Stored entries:
☆ ☆ ☆ ☆ ☆
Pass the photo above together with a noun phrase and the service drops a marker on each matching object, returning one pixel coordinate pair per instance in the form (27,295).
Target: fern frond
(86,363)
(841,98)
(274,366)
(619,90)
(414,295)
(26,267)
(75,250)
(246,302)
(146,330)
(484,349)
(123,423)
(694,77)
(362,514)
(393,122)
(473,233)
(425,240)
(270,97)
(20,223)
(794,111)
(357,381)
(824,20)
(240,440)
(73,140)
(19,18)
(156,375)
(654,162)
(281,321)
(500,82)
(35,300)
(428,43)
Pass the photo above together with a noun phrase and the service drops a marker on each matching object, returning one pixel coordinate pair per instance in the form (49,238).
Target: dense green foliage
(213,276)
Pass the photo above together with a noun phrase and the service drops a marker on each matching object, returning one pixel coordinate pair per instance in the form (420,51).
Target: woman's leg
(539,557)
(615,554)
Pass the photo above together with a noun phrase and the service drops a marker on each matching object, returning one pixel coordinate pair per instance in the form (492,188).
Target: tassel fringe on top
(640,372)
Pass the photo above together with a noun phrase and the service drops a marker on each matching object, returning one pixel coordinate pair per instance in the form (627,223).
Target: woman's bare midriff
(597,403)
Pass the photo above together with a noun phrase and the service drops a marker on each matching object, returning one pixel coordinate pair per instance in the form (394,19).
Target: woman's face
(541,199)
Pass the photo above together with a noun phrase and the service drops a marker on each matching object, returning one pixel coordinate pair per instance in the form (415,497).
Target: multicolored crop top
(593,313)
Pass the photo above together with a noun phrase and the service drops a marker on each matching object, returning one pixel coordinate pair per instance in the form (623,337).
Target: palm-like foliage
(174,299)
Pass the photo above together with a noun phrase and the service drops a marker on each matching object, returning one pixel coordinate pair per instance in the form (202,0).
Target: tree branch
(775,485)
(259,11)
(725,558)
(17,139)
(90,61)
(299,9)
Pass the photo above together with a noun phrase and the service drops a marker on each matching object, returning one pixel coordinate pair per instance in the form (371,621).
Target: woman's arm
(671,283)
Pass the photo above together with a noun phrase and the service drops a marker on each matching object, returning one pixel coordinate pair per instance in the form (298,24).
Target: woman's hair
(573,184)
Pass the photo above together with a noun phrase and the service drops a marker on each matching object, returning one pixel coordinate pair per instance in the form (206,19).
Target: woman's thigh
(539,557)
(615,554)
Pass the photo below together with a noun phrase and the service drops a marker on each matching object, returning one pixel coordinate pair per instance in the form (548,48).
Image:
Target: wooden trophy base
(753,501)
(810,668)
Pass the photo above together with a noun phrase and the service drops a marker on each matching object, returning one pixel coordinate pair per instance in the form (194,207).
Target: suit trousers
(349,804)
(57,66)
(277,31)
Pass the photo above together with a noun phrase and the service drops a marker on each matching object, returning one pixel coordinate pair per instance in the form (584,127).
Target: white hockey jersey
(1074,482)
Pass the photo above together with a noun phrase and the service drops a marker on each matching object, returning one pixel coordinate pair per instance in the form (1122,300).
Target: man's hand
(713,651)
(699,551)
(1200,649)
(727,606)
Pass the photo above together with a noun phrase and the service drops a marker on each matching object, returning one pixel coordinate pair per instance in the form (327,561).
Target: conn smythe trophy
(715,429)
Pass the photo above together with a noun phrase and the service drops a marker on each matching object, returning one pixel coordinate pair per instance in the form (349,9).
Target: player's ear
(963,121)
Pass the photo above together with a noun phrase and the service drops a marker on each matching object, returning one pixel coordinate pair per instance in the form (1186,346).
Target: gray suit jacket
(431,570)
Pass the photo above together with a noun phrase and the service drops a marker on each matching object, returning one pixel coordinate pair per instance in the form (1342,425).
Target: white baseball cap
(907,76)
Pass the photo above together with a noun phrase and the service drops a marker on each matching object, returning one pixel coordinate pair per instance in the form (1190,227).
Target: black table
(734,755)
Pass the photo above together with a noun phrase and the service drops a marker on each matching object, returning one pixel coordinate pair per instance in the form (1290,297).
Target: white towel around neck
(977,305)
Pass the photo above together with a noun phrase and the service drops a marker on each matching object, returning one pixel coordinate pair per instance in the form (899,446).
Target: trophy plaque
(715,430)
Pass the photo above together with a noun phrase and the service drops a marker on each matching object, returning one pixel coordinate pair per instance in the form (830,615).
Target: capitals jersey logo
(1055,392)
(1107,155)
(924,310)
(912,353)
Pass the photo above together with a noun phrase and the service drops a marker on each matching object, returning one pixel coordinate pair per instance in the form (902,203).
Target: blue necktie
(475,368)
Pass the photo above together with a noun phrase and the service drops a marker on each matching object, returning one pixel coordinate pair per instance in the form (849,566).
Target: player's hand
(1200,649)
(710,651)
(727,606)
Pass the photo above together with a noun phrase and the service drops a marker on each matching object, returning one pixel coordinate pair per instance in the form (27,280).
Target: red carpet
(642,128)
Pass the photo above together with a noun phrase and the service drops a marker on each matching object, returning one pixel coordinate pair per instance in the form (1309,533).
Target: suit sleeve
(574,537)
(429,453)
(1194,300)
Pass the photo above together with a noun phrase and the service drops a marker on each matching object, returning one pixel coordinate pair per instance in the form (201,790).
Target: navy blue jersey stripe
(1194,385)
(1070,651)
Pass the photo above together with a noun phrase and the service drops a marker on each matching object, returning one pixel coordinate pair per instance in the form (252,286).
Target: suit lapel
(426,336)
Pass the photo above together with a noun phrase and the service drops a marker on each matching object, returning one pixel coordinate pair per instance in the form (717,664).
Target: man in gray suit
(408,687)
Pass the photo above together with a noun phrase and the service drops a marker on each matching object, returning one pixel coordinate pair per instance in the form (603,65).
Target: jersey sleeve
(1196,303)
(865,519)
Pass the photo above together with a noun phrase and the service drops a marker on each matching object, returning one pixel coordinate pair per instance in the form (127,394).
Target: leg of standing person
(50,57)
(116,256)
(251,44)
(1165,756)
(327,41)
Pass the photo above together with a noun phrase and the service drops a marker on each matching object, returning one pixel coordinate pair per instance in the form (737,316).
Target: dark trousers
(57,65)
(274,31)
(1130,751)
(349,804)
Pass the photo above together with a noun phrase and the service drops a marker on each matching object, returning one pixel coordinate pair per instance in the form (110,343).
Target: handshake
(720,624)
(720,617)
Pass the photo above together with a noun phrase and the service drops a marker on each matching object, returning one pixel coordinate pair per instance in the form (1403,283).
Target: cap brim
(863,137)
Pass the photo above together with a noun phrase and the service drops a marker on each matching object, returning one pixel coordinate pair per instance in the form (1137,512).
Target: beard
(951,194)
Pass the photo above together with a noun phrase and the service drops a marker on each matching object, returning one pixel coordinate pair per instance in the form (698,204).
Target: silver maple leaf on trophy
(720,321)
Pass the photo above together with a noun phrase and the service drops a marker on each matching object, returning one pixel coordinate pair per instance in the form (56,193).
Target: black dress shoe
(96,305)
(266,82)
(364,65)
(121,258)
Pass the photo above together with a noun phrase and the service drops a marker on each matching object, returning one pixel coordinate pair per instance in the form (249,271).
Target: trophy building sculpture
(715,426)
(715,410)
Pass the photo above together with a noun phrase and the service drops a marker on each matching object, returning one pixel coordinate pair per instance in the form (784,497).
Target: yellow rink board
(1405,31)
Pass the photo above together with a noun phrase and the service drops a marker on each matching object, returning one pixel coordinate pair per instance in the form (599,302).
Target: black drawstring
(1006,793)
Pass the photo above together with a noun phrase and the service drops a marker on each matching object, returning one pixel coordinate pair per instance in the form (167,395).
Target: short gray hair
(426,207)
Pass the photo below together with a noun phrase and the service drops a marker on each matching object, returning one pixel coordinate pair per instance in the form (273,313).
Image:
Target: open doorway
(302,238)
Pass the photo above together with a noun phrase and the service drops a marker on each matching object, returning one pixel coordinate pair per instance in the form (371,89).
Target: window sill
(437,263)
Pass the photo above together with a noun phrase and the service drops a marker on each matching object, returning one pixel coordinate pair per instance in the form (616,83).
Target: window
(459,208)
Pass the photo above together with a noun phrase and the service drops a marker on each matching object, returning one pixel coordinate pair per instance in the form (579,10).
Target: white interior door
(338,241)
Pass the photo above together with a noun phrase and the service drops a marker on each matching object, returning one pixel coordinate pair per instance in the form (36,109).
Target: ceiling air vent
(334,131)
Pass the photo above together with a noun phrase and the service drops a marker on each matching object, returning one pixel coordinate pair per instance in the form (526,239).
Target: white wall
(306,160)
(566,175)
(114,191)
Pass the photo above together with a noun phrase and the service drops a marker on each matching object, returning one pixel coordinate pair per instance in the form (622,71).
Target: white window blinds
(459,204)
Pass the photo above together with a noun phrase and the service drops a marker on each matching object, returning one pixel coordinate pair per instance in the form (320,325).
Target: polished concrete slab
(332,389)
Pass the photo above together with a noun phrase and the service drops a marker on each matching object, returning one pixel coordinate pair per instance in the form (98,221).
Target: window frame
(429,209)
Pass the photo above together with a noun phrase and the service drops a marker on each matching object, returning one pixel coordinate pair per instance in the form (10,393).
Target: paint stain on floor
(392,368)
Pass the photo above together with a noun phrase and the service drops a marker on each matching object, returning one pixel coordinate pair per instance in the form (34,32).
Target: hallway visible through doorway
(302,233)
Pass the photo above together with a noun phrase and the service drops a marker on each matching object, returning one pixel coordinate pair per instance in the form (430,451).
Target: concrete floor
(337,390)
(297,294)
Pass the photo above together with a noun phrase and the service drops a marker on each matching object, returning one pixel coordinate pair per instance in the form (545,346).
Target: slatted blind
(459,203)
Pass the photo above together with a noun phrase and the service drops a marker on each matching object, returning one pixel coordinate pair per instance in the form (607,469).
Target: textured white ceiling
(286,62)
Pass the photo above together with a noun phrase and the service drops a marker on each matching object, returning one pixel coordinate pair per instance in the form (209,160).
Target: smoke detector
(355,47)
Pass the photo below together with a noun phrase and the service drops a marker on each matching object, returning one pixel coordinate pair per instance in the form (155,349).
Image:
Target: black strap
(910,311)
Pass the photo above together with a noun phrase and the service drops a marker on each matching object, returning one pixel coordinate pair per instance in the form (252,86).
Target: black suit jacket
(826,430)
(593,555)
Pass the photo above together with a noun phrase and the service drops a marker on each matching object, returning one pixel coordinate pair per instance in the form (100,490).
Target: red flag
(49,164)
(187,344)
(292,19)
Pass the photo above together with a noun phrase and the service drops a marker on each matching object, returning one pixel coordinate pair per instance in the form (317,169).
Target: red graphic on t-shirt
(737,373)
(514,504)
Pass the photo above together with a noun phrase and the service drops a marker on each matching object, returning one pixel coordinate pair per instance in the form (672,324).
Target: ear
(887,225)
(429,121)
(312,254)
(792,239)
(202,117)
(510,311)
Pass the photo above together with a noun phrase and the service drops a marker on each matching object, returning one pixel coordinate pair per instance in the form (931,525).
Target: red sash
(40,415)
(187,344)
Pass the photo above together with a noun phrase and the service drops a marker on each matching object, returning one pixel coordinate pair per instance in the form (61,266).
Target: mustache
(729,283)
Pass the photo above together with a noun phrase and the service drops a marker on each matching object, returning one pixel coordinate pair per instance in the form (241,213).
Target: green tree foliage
☆ ☆ ☆ ☆ ☆
→ Work item
Look through the data above and return exactly the lines from the one that contains "the form (526,239)." to the one that contains "the form (98,221).", inclusive, with nothing else.

→ Task response
Pass the photo above together with a noun phrase and the service drops a marker on each matching object, returning one pixel coordinate pair per instance in the form (526,239).
Target: white wall
(306,160)
(566,175)
(114,191)
Pass the photo above together with a noun phrase and the service drops a marker on each matching object, returning one pixel coordinate pair per instance in the form (622,71).
Target: white window blinds
(459,204)
Pass the photo above together with a noun phrase and the service drops a marker on each matching object, returning one pixel coordinate pair per instance in the form (320,325).
Target: polished concrete slab
(332,389)
Pass the photo above together with a noun phrase and the service drops a marker on each matching object, returning one pixel coordinate pair per instance in the form (98,221).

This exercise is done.